▶ OBIETTIVO: Sposta di 114 le coordinate delle risposte: riscrivi per intero le righe, cominciando dalla prima e proseguendo fino a quella con "point(31, 117)" compresa. Aggiungi 114 a ogni numero delle risposte e lascia tutto il resto invariato.

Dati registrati
↓↓↓
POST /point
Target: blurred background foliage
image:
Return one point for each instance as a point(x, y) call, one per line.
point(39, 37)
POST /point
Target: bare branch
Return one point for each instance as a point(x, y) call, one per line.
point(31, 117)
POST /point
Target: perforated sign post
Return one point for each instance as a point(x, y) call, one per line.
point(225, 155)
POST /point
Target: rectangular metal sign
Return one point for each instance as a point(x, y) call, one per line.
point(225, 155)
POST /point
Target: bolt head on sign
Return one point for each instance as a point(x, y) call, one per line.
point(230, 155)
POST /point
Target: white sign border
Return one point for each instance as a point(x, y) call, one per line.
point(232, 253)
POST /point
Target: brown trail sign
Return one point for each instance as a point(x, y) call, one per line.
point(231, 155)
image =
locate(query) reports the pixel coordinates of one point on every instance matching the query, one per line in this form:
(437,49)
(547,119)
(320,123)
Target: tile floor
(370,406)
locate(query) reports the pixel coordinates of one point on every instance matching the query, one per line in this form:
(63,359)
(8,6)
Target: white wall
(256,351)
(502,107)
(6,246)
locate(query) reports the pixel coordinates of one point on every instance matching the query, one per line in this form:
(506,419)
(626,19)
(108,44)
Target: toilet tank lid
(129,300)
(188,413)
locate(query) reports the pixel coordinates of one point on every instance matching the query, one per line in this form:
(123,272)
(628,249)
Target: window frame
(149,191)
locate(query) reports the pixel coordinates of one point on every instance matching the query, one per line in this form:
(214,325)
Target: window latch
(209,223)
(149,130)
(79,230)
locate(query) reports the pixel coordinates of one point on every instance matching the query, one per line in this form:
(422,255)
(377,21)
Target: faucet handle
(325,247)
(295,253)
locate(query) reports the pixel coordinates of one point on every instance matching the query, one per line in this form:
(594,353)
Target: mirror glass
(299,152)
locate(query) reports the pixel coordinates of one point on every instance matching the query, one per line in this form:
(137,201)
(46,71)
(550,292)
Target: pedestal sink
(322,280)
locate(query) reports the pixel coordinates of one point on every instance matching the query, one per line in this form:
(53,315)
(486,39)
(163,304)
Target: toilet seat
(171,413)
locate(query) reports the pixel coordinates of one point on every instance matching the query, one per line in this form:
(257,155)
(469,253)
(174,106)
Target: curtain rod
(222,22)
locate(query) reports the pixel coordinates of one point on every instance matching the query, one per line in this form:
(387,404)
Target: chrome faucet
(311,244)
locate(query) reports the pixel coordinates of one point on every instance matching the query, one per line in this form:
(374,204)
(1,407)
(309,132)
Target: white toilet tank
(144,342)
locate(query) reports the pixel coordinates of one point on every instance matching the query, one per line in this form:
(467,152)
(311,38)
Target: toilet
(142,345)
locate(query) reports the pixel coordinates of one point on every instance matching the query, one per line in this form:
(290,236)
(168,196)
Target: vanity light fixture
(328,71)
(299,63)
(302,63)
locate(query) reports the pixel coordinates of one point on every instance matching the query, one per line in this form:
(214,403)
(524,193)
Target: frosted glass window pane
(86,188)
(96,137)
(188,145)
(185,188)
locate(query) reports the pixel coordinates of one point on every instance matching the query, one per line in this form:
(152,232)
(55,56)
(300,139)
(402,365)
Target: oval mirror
↑↑↑
▶ RISULTATO:
POST /point
Target: blurred background foliage
image:
Return one point for each instance as a point(x, y) call, one per line.
point(153, 151)
POST /point
Target: bare branch
Return one point for each instance as a point(x, y) call, one per line.
point(145, 231)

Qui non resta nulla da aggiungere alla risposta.